GIVEN REQUEST: Turn the rows below into a Markdown table with a Row column for the number and a Line column for the text. Leave out any blank lines.

DATASET EXTRACT:
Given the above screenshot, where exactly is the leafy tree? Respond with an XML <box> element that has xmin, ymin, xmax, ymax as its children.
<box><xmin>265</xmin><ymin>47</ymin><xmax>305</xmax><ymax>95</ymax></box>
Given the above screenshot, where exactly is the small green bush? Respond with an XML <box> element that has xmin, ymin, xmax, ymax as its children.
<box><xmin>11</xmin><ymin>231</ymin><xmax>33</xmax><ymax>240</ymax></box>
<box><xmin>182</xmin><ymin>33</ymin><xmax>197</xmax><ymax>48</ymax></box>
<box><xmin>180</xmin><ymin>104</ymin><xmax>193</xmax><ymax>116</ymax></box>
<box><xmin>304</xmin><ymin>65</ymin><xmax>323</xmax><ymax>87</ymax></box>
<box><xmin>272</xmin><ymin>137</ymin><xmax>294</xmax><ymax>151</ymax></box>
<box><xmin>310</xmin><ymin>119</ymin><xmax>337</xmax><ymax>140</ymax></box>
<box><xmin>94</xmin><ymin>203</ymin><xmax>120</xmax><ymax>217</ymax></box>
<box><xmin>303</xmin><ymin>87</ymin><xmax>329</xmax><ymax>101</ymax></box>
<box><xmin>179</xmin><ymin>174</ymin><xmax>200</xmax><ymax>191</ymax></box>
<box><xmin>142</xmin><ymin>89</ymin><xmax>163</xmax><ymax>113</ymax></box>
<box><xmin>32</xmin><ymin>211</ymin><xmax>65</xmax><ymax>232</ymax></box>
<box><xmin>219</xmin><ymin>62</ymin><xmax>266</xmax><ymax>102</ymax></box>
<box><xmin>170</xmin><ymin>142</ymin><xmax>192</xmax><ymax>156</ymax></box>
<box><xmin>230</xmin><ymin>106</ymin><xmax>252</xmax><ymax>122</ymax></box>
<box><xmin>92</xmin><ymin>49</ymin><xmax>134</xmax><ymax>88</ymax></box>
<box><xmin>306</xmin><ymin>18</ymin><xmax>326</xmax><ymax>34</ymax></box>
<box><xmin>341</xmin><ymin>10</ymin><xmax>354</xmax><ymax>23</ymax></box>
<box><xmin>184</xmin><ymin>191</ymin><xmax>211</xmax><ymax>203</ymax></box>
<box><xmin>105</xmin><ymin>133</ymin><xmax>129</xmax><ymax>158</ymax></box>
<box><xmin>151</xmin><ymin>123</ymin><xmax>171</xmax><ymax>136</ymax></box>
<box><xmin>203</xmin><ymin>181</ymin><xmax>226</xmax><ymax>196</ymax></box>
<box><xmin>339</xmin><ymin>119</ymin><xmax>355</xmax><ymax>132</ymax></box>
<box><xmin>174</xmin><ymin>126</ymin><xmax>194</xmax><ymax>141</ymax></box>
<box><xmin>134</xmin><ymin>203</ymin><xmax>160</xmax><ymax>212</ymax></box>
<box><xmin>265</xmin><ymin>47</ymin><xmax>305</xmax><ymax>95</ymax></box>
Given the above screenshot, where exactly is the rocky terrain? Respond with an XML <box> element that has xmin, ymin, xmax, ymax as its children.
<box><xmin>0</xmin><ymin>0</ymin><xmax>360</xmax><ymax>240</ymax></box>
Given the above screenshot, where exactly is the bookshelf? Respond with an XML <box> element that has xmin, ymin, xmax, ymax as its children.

FINISHED EXERCISE:
| Row | Line |
|---|---|
| 1 | Given the above screenshot, where exactly is the leafy tree? Respond with an XML <box> element that has xmin, ymin, xmax, ymax as its children. |
| 2 | <box><xmin>265</xmin><ymin>47</ymin><xmax>305</xmax><ymax>95</ymax></box> |
| 3 | Given the above screenshot, where exactly is the small green bush? Respond with an XML <box> element that has xmin, ymin, xmax, ymax as its children. |
| 4 | <box><xmin>11</xmin><ymin>231</ymin><xmax>33</xmax><ymax>240</ymax></box> |
| 5 | <box><xmin>182</xmin><ymin>33</ymin><xmax>197</xmax><ymax>48</ymax></box> |
| 6 | <box><xmin>180</xmin><ymin>104</ymin><xmax>193</xmax><ymax>116</ymax></box> |
| 7 | <box><xmin>304</xmin><ymin>65</ymin><xmax>323</xmax><ymax>87</ymax></box> |
| 8 | <box><xmin>272</xmin><ymin>137</ymin><xmax>294</xmax><ymax>151</ymax></box> |
| 9 | <box><xmin>310</xmin><ymin>119</ymin><xmax>337</xmax><ymax>140</ymax></box> |
| 10 | <box><xmin>94</xmin><ymin>203</ymin><xmax>120</xmax><ymax>217</ymax></box> |
| 11 | <box><xmin>303</xmin><ymin>87</ymin><xmax>329</xmax><ymax>101</ymax></box> |
| 12 | <box><xmin>179</xmin><ymin>174</ymin><xmax>200</xmax><ymax>191</ymax></box> |
| 13 | <box><xmin>142</xmin><ymin>89</ymin><xmax>163</xmax><ymax>113</ymax></box> |
| 14 | <box><xmin>32</xmin><ymin>211</ymin><xmax>65</xmax><ymax>232</ymax></box> |
| 15 | <box><xmin>219</xmin><ymin>62</ymin><xmax>266</xmax><ymax>102</ymax></box> |
| 16 | <box><xmin>170</xmin><ymin>142</ymin><xmax>192</xmax><ymax>156</ymax></box> |
| 17 | <box><xmin>230</xmin><ymin>106</ymin><xmax>252</xmax><ymax>122</ymax></box> |
| 18 | <box><xmin>92</xmin><ymin>49</ymin><xmax>134</xmax><ymax>88</ymax></box> |
| 19 | <box><xmin>306</xmin><ymin>18</ymin><xmax>326</xmax><ymax>34</ymax></box> |
| 20 | <box><xmin>341</xmin><ymin>10</ymin><xmax>354</xmax><ymax>23</ymax></box> |
| 21 | <box><xmin>184</xmin><ymin>191</ymin><xmax>211</xmax><ymax>203</ymax></box> |
| 22 | <box><xmin>105</xmin><ymin>133</ymin><xmax>129</xmax><ymax>158</ymax></box> |
| 23 | <box><xmin>151</xmin><ymin>123</ymin><xmax>171</xmax><ymax>136</ymax></box> |
| 24 | <box><xmin>203</xmin><ymin>181</ymin><xmax>226</xmax><ymax>196</ymax></box> |
| 25 | <box><xmin>339</xmin><ymin>119</ymin><xmax>355</xmax><ymax>132</ymax></box> |
| 26 | <box><xmin>174</xmin><ymin>126</ymin><xmax>194</xmax><ymax>141</ymax></box> |
| 27 | <box><xmin>134</xmin><ymin>203</ymin><xmax>160</xmax><ymax>212</ymax></box> |
| 28 | <box><xmin>265</xmin><ymin>47</ymin><xmax>305</xmax><ymax>95</ymax></box> |
| 29 | Given the above screenshot, where exactly is the rocky terrain? Respond with an XML <box> element that has xmin, ymin, xmax, ymax as its children. |
| 30 | <box><xmin>0</xmin><ymin>0</ymin><xmax>360</xmax><ymax>240</ymax></box> |
| 31 | Given the above screenshot, where exactly is the bookshelf? Respond with an XML <box> element that has xmin, ymin, xmax, ymax as its children. |